(Location identification records)

----------------

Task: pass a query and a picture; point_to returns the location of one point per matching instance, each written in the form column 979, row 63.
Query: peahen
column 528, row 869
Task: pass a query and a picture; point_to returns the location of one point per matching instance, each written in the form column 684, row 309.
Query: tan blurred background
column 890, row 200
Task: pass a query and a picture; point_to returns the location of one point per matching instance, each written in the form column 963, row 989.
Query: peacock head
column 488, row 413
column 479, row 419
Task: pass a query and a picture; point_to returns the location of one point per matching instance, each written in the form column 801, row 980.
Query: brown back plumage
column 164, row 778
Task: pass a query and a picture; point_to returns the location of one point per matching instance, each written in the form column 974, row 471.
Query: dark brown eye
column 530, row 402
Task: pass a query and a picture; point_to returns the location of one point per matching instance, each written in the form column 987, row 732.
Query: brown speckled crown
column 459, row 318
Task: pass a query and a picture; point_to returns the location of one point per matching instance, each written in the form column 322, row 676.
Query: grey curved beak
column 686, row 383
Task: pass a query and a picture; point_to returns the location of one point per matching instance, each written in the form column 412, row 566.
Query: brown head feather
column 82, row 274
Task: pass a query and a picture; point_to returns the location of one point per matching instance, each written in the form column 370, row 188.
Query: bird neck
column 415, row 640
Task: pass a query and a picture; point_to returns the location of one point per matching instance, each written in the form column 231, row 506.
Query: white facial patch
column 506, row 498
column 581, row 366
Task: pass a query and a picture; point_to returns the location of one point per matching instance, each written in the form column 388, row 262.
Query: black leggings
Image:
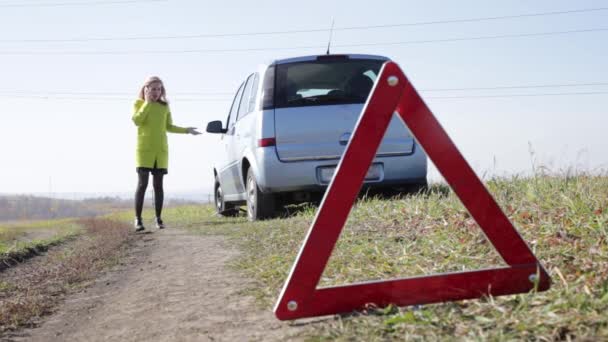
column 142, row 184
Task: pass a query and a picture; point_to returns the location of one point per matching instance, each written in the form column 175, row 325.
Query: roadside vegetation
column 564, row 219
column 22, row 240
column 34, row 288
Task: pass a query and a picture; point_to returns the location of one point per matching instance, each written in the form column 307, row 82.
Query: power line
column 51, row 93
column 520, row 87
column 263, row 33
column 100, row 94
column 89, row 98
column 64, row 4
column 42, row 97
column 516, row 95
column 519, row 35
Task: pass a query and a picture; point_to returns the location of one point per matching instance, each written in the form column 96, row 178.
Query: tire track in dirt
column 173, row 286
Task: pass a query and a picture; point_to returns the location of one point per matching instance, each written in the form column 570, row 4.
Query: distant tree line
column 37, row 208
column 27, row 207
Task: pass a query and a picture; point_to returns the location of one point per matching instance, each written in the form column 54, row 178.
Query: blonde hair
column 154, row 79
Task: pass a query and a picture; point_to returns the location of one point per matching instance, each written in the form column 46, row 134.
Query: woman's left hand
column 193, row 131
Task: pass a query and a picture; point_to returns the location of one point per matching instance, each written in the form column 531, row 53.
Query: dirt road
column 173, row 286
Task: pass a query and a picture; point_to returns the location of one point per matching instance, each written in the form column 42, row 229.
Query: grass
column 21, row 240
column 34, row 288
column 563, row 218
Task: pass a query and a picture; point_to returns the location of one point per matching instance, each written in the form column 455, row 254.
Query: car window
column 234, row 108
column 244, row 105
column 325, row 82
column 254, row 91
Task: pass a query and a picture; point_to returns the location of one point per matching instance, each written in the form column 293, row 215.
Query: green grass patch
column 35, row 288
column 19, row 241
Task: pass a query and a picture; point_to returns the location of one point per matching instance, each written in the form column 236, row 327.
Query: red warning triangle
column 392, row 93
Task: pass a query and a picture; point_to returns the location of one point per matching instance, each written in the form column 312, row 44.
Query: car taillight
column 265, row 142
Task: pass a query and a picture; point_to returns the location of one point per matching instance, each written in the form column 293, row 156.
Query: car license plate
column 374, row 173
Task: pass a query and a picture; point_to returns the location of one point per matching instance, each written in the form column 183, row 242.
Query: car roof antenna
column 331, row 31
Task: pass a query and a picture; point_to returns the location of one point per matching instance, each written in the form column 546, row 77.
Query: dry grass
column 564, row 219
column 34, row 288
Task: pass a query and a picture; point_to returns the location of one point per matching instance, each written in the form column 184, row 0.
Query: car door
column 243, row 128
column 226, row 173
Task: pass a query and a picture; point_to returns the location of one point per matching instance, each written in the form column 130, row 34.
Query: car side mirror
column 215, row 127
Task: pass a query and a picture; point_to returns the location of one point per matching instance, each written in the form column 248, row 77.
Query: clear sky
column 69, row 77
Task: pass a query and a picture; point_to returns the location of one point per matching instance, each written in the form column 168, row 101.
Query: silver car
column 287, row 129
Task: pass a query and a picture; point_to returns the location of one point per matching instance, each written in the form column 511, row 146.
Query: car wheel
column 221, row 207
column 259, row 205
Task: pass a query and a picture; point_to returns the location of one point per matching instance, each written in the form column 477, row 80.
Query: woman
column 152, row 117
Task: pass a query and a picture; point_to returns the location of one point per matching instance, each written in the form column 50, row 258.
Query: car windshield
column 325, row 82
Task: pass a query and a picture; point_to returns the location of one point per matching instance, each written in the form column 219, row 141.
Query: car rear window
column 328, row 82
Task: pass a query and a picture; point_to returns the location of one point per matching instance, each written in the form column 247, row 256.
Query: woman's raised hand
column 193, row 131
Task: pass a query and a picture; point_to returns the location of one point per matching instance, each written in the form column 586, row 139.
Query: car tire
column 221, row 207
column 259, row 205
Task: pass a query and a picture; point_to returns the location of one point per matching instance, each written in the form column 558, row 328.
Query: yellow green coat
column 153, row 121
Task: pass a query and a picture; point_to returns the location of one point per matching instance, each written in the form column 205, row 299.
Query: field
column 563, row 219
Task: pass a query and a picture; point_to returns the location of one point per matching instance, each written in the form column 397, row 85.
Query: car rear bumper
column 277, row 176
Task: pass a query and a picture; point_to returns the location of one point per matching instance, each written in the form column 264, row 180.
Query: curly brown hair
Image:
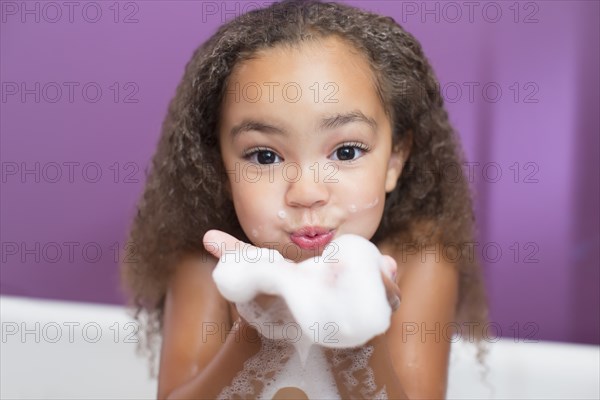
column 184, row 196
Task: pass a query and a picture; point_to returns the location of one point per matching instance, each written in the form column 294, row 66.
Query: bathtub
column 61, row 350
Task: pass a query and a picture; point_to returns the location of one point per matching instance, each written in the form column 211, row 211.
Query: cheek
column 254, row 204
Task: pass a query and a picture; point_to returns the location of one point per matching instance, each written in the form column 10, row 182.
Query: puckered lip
column 312, row 237
column 311, row 231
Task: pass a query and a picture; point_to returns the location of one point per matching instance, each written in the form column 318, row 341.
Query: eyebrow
column 330, row 122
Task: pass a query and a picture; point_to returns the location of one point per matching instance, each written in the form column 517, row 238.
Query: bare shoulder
column 196, row 318
column 420, row 334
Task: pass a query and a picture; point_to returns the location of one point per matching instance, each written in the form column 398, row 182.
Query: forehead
column 294, row 84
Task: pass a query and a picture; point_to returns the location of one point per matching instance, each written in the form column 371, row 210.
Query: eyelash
column 253, row 152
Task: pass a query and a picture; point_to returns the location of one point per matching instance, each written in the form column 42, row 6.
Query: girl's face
column 307, row 147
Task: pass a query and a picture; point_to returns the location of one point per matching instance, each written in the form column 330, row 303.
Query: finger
column 218, row 242
column 390, row 266
column 392, row 292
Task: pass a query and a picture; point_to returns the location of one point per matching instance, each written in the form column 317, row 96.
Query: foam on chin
column 337, row 300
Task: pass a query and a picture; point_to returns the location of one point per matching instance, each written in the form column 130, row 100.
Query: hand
column 392, row 290
column 341, row 299
column 264, row 311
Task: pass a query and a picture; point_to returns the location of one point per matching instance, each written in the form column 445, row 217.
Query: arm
column 197, row 358
column 418, row 338
column 411, row 359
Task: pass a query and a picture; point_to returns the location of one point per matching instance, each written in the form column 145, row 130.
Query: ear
column 394, row 169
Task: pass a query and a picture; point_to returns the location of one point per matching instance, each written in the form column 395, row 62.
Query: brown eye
column 266, row 157
column 262, row 156
column 345, row 153
column 350, row 151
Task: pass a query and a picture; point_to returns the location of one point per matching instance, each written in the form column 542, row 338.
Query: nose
column 305, row 190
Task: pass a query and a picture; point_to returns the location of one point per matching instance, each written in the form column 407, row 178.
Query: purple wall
column 84, row 92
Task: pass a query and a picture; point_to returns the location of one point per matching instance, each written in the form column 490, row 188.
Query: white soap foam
column 337, row 300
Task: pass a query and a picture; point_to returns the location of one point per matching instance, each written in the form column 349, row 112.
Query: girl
column 293, row 125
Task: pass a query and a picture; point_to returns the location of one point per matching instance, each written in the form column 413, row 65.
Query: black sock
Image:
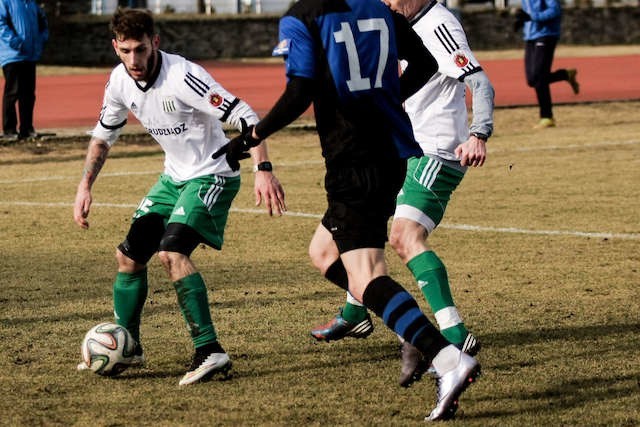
column 401, row 313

----------------

▶ PROBLEM STATEMENT: Rewrite everything from the start of the records down to and including the line containing "column 890, row 200" as a numbered list, omitting any blank lines.

▶ SOLUTION TO THIS EXERCISE:
1. Task: pass a query and a picture; point_to returns the location of one point per matching instance, each written in the form column 979, row 63.
2. Query: peahen
3. column 528, row 869
4. Task: pass a query and a picture; point_to returns the location of one point per matching instance, each written in the form column 684, row 309.
5. Query: tan blurred background
6. column 890, row 200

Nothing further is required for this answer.